→ **Gereksinimler**
a – Beyaz bayrak üzerine yazılmış metinden, "sevgi ve selamlar..." sözlerini içeren ifadeyle açılan ve "beyaz bayrağı taşımanın?" ile kapanan bölümü değiştirmeden çıktı olarak verin.
b – Beyaz bayrak üzerine yazılmış metne göre, ellerinde beyaz bayrak sallayanlar neyi kaldırmaları gerektiğini söylüyor?
c – Beyaz bayrak üzerine yazılmış metni son cümlesinden sonra sürdürün.

→ **Gösterilen metin**
- - -

Yüreğine selam Yaralım
Sevgili yoldaşım
Gule
her đaim yürektesin can...
sevgi ve selamlar...
Onu gördüm; yere düşerken gördüm onu… Yere düştü ve bir anda heryer kırmızı akmaya başladı. Kan fışkırdı kesilen damarlarından, sanki hortumdan akar gibi… çok ağır bir görüntüydü bu, ömrümce unutamayacağım bir dehşet!...
Beyaz; tüm renkleri içinde barındıran pozitif renk, barışın rengi, yansızlığın, ateşkesin;
İnsan olmanın en kritik an/ının rengi …
Ellerinde beyaz bezden bayrakları sallarken; cenazemiz var, hani kutsaldır cenaze çünkü artık yerini Tanrı katında almıştır, bu kutsallığındandır ki kaldırmamız gerekiyor… Başka ne anlamı olabilirdiki o beyaz bayrağı taşımanın?

- - -

→ **Veri kayıtları**
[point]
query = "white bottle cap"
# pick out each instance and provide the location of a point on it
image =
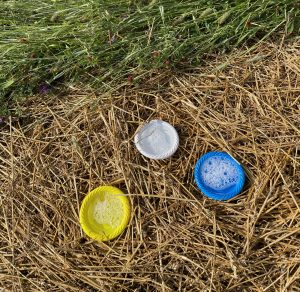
(157, 140)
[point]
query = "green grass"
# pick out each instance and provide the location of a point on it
(101, 43)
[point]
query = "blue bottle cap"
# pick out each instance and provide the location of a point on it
(219, 176)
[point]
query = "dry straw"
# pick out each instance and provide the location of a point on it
(177, 240)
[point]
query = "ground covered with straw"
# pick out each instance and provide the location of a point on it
(177, 240)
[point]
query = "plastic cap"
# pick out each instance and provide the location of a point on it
(104, 213)
(219, 176)
(157, 140)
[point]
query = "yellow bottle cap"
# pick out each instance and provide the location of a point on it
(104, 213)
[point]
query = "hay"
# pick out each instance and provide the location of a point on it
(177, 239)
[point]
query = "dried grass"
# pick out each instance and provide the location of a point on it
(177, 240)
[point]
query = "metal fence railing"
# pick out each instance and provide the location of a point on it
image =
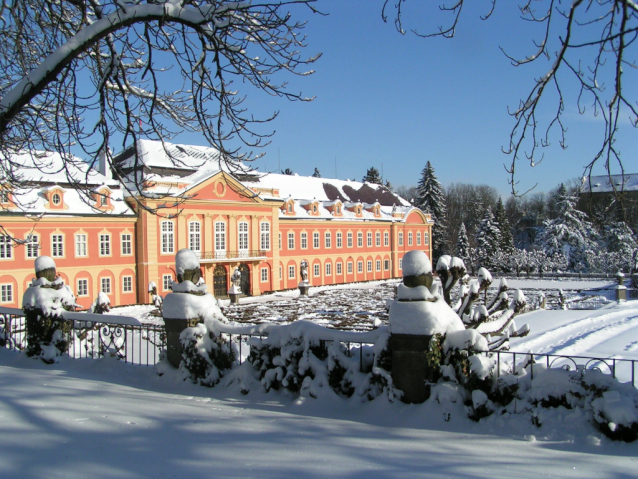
(512, 362)
(94, 336)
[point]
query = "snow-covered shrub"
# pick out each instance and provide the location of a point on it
(44, 301)
(205, 356)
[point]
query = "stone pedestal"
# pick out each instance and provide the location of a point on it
(174, 328)
(410, 368)
(303, 289)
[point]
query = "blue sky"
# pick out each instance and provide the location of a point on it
(397, 101)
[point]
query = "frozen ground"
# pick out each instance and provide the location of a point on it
(106, 419)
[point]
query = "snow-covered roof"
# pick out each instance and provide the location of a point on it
(607, 184)
(48, 171)
(173, 169)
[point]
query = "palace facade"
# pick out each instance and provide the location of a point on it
(264, 224)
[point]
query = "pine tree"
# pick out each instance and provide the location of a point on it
(488, 240)
(569, 233)
(463, 245)
(373, 176)
(507, 242)
(431, 199)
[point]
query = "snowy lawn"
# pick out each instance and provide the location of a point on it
(105, 419)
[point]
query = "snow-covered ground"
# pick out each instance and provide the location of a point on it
(106, 419)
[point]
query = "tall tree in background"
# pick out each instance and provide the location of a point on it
(373, 176)
(463, 245)
(89, 74)
(488, 241)
(569, 233)
(431, 199)
(507, 242)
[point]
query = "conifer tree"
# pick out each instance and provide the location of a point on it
(431, 199)
(373, 176)
(463, 245)
(569, 233)
(488, 240)
(507, 242)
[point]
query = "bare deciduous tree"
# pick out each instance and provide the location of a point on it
(591, 41)
(78, 76)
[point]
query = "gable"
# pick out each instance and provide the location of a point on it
(222, 187)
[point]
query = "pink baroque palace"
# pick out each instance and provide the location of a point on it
(231, 217)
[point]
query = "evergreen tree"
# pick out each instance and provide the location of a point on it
(431, 199)
(463, 245)
(488, 240)
(373, 176)
(569, 233)
(507, 242)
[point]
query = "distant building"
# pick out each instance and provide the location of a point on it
(616, 194)
(265, 224)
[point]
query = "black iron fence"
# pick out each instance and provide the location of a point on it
(94, 336)
(511, 362)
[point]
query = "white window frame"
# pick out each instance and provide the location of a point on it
(264, 229)
(126, 243)
(32, 246)
(57, 245)
(105, 285)
(167, 282)
(6, 247)
(81, 245)
(195, 237)
(6, 293)
(82, 287)
(168, 237)
(105, 244)
(220, 237)
(127, 284)
(242, 237)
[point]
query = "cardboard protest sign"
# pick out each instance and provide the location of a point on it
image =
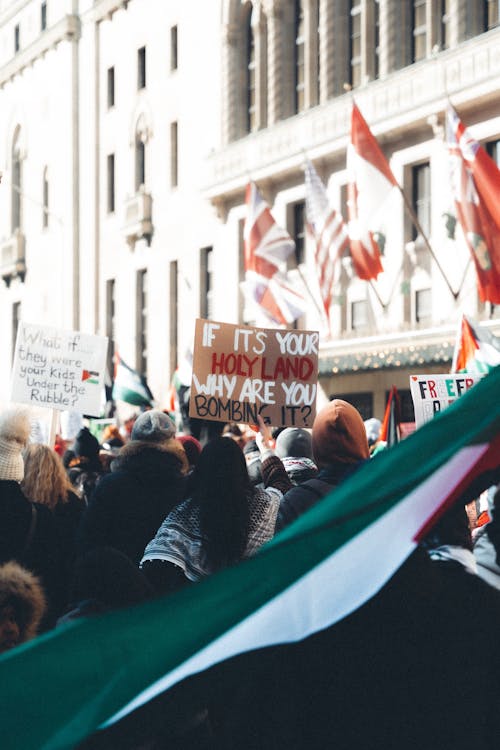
(240, 372)
(433, 393)
(58, 369)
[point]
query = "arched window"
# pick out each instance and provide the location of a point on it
(17, 182)
(300, 56)
(251, 92)
(45, 198)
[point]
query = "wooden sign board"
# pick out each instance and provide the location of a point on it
(240, 372)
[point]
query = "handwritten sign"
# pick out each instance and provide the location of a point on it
(240, 372)
(433, 393)
(58, 369)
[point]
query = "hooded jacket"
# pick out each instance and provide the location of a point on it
(129, 504)
(340, 446)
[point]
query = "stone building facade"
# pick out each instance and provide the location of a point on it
(131, 128)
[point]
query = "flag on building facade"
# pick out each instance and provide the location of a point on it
(328, 230)
(314, 573)
(475, 181)
(267, 248)
(130, 386)
(476, 349)
(390, 431)
(370, 187)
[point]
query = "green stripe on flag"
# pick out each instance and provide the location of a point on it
(92, 668)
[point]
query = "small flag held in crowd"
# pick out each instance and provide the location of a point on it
(371, 184)
(130, 386)
(328, 229)
(475, 182)
(267, 247)
(476, 349)
(390, 431)
(314, 573)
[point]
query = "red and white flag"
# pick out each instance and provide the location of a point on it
(475, 181)
(267, 247)
(329, 231)
(371, 185)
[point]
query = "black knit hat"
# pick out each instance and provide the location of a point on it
(86, 445)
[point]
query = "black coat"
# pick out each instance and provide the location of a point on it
(44, 556)
(128, 505)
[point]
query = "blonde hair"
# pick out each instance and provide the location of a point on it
(45, 479)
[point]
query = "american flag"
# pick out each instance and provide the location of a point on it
(267, 246)
(328, 229)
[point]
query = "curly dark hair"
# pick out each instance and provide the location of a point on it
(221, 489)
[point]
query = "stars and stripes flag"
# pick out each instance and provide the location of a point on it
(318, 570)
(328, 230)
(476, 349)
(475, 181)
(370, 186)
(267, 247)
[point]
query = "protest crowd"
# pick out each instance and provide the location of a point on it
(89, 527)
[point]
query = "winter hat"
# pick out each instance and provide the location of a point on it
(23, 591)
(294, 441)
(153, 426)
(339, 434)
(15, 429)
(372, 427)
(86, 445)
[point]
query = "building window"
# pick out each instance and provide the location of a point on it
(140, 162)
(298, 230)
(423, 306)
(493, 149)
(111, 322)
(206, 283)
(173, 48)
(173, 314)
(111, 184)
(419, 30)
(17, 184)
(174, 154)
(445, 23)
(359, 315)
(16, 317)
(355, 43)
(406, 410)
(45, 199)
(43, 16)
(421, 182)
(141, 68)
(251, 63)
(111, 87)
(142, 323)
(491, 14)
(363, 402)
(300, 53)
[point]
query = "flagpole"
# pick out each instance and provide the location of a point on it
(418, 226)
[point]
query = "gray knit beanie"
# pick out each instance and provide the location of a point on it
(15, 428)
(153, 426)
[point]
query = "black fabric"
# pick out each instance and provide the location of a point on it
(128, 505)
(44, 556)
(299, 499)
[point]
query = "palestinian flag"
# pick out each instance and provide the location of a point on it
(130, 386)
(476, 349)
(317, 571)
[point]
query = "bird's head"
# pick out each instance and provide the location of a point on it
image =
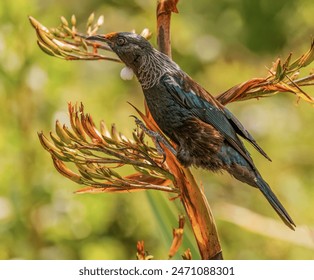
(129, 47)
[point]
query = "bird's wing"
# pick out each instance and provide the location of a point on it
(239, 128)
(223, 121)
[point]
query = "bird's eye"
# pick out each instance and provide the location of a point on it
(121, 41)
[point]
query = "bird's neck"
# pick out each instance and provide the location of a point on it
(153, 66)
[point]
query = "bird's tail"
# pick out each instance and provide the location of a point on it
(274, 202)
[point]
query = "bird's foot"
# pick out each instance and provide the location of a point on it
(157, 138)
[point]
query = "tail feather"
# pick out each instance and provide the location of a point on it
(275, 203)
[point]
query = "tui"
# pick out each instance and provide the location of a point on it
(205, 132)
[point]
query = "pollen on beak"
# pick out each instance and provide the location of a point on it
(107, 38)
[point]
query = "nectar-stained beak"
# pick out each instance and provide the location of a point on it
(107, 38)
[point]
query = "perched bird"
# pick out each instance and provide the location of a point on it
(205, 132)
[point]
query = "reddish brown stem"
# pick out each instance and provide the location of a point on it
(192, 196)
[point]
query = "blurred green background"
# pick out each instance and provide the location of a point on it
(219, 43)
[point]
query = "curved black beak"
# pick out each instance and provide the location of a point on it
(101, 38)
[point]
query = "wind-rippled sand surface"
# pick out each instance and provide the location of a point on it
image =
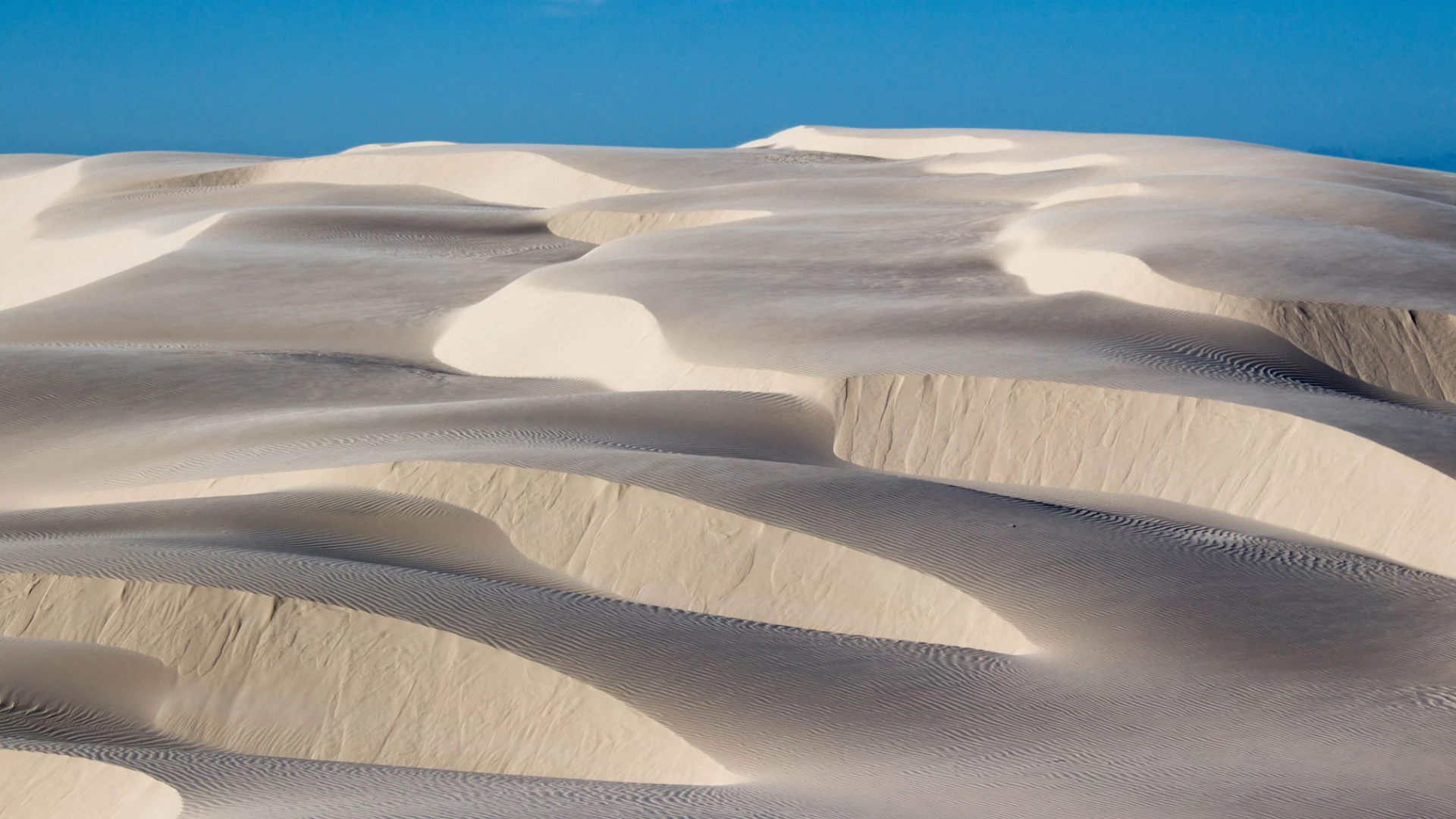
(845, 474)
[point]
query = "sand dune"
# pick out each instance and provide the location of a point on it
(843, 474)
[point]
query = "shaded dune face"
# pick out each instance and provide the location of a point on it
(846, 474)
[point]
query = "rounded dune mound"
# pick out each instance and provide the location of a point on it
(846, 472)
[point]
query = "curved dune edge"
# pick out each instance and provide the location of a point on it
(281, 678)
(878, 145)
(503, 177)
(661, 550)
(532, 331)
(42, 786)
(1405, 350)
(601, 226)
(960, 428)
(41, 267)
(1244, 461)
(968, 165)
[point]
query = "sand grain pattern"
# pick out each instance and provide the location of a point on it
(837, 475)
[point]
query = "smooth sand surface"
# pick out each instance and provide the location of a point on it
(843, 474)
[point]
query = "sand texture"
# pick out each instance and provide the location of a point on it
(839, 475)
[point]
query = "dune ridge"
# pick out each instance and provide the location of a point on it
(835, 475)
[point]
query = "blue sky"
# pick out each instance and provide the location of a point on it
(313, 76)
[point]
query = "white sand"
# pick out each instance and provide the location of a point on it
(868, 472)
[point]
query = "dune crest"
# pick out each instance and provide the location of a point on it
(840, 474)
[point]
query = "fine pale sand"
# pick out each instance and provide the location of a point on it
(839, 475)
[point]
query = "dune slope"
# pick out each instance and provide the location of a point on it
(843, 474)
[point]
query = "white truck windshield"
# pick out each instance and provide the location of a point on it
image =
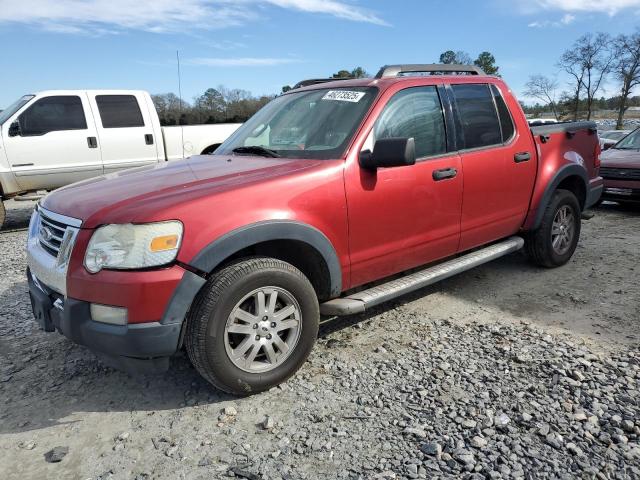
(14, 107)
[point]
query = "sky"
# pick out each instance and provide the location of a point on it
(261, 45)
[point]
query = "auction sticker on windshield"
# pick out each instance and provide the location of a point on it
(343, 95)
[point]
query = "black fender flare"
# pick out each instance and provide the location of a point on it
(216, 252)
(565, 172)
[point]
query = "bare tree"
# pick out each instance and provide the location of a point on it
(571, 64)
(459, 57)
(626, 68)
(544, 89)
(589, 61)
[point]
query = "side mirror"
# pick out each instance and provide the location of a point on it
(389, 152)
(14, 129)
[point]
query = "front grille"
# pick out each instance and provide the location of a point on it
(620, 173)
(51, 234)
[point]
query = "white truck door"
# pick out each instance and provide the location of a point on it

- - -

→ **Görev çıktıları**
a –
sevgi ve selamlar...
Onu gördüm; yere düşerken gördüm onu… Yere düştü ve bir anda heryer kırmızı akmaya başladı. Kan fışkırdı kesilen damarlarından, sanki hortumdan akar gibi… çok ağır bir görüntüydü bu, ömrümce unutamayacağım bir dehşet!...
Beyaz; tüm renkleri içinde barındıran pozitif renk, barışın rengi, yansızlığın, ateşkesin;
İnsan olmanın en kritik an/ının rengi …
Ellerinde beyaz bezden bayrakları sallarken; cenazemiz var, hani kutsaldır cenaze çünkü artık yerini Tanrı katında almıştır, bu kutsallığındandır ki kaldırmamız gerekiyor… Başka ne anlamı olabilirdiki o beyaz bayrağı taşımanın?

b – Cenazelerini kaldırmaları gerektiğini söylüyorlar.

c –
İnsanlar şaşkın, acı içinde, tereddütle dolu her anları… Ölüm yanı başlarında!
Her an, her yerde, umulmadık mesafelerde, hesaplanmadık dönemeçlerde, en küçüğünden en yaşlısına kadar konabilir her an içlerinden birinin avcunun içine…
Yaşamanın telaşı mı, ölümle burun buruna olmanın acı bilinci mi, en sevdiklerini kaybetmenin yürek yıkıntıları mı… Nasıl duygulardır yaşadıkları?
O yere düşen can’ın en sevdiğim, canımdan bir parça olabileceğini düşündüm bir an. O zaman duygularım nasıl olacaktı, oradaki insanların yerine koymaya çalıştım kendimi; hiç ırk, dil, renk gözetmeksizin insan oldukları, bir canlı oldukları ve acı çektikleri, yardım istedikleri kaldı zihnimde saatlerdir… Saatlerdir o anlar çıkmıyor aklımdan!
Yardım edin! Yardım edin! …
Göğ/s/ümün üstünde oluşan boşluk büyüyor her kan geçidi töreni boyunca. ..
Günlerdir, aylardır bir çare/sizlik hastalığı sardı her tarafı. Yayılıyor, giderek, artarak, büyüyerek, ferleri daha da söndürerek … sancı her ömür yitikliğinde biraz daha artıyor, dayanılmaz oluyor.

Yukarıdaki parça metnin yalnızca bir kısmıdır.